> **Tarefa proposta 1**
Reproduza sem nenhuma alteração o trecho das linhas de dados que começa na primeira delas e termina na linha que contém "[[10, 53], [10, 48], [0, 48], [0, 53]]", incluindo as duas extremidades.

### Texto citado

À vista, Telavive —que escolheu instrumentalizar o desaparecimento de três jovens israelenses para lançar estas operações e “arrancar o Hamas pela raiz” afim de explorar o gás de Gaza, conforme o plano enunciado em 2007 pelo atual ministro da Defesa [1] — foi surpreendido pela reação da Resistência. A Jihade islâmica respondeu como o envio de foguetes de médio alcance, muito difíceis de interceptar, que se somaram aos lançados pelo Hamas.
A violência dos acontecimentos, que custaram já a vida a mais de 1.500 Palestinos e 62 israelenses (embora os números israelenses sejam submetidos à censura militar e estejam provavelmente diminuídos), levantou uma onda de protestos no mundo inteiro. Além dos seus 15 membros, o Conselho de Segurança, reunido a 22 de julho, deu a palavra a 40 outros Estados que entenderam exprimir a sua indignação diante do comportamento de Telavive e da sua «cultura de impunidade». A sessão, em lugar de durar as 2 horas habituais, durou assim 9 [2].
Simbolicamente, a Bolívia declarou Israel «Estado terrorista» e revogou o acordo de livre-circulação que o abrangia. Mas, de um modo geral, as declarações de protesto não foram seguidas de uma ajuda militar, à excepção das do Irã e simbolicamente da Síria. Ambos apoiam a população palestina via Jihad islâmica, ramo militar do Hamas (mas não o seu ramo político, que é membro dos Irmãos muçulmanos), e a FPLP-CG.
Contrariamente aos antecedentes (operações “Chumbo Fundido” em 2008 e “Coluna de nuvem negra” em 2012), os dois Estados que protegem Israel no Conselho (os Estados-Unidos e o Reino-Unido), fizeram vista grossa à elaboração de uma declaração do presidente do Conselho de segurança sublinhando as obrigações humanitárias de Israel [3]. De fato, para lá da questão fundamental de um conflito que dura desde 1948, assiste-se a um consenso para condenar no mínimo o recurso de Israel a um emprego desproporcionado da força.
No entanto, este aparente consenso mascara análises muito diferentes: certos autores interpretam o conflito como uma guerra de religião entre judeus e muçulmanos; outros vêem nela, pelo contrário, uma guerra política segundo um esquema colonial clássico.
Que se deve pensar a propósito?
O que é o sionismo?

######
### Dados da tarefa

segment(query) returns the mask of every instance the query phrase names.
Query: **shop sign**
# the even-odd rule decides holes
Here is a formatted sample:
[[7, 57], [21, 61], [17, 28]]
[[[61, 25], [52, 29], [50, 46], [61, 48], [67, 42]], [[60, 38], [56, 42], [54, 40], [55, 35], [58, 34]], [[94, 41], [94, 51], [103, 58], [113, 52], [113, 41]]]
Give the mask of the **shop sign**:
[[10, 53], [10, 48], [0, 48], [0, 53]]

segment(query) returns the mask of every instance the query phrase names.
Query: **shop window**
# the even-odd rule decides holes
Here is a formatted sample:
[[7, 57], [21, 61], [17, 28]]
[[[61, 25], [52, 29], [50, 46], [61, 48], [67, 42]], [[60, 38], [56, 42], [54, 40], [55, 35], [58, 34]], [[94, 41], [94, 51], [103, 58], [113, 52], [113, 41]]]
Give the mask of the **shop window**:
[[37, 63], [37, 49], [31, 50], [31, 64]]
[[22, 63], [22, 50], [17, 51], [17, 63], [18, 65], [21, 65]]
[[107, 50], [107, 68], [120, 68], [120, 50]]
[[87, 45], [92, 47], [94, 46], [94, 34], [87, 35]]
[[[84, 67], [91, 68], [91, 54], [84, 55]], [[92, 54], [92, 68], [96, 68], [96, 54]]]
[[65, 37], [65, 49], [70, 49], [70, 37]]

######

> **Tarefa proposta 2**
Dê continuidade ao texto sobre o conflito em Gaza a partir da última frase apresentada.

> **Resposta 1**
segment(query) returns the mask of every instance the query phrase names.
Query: **shop sign**
# the even-odd rule decides holes
Here is a formatted sample:
[[7, 57], [21, 61], [17, 28]]
[[[61, 25], [52, 29], [50, 46], [61, 48], [67, 42]], [[60, 38], [56, 42], [54, 40], [55, 35], [58, 34]], [[94, 41], [94, 51], [103, 58], [113, 52], [113, 41]]]
Give the mask of the **shop sign**:
[[10, 53], [10, 48], [0, 48], [0, 53]]

> **Resposta 2**
A meio do século XVII, os calvinistas britânicos agruparam-se em torno de Oliver Cromwell e pam em causa a fé e a hierarquia do regime. Depois de terem derrubado a monarquia anglicana, o “Lorde protetor” pretendeu permitir ao povo inglês conseguir a pureza moral necessária para atravessar uma tribulação de 7 anos, acolher o retorno de Cristo, e viver pacificamente com ele durante 1.000 anos (o “Milénio”). Para conseguir realizar isto, segundo a sua interpretação da Bíblia, os israelitas deviam ser dispersos pelos confins da terra, depois reagrupados na Palestina e aí reconstruir o templo de Salomão. Nesta base, ele instaurou um regime puritano, levantou em 1656 a interdição posta aos israelitas de se instalarem em Inglaterra, e anunciou que o seu país se comprometia a criar, na Palestina, o Estado de Israel [4].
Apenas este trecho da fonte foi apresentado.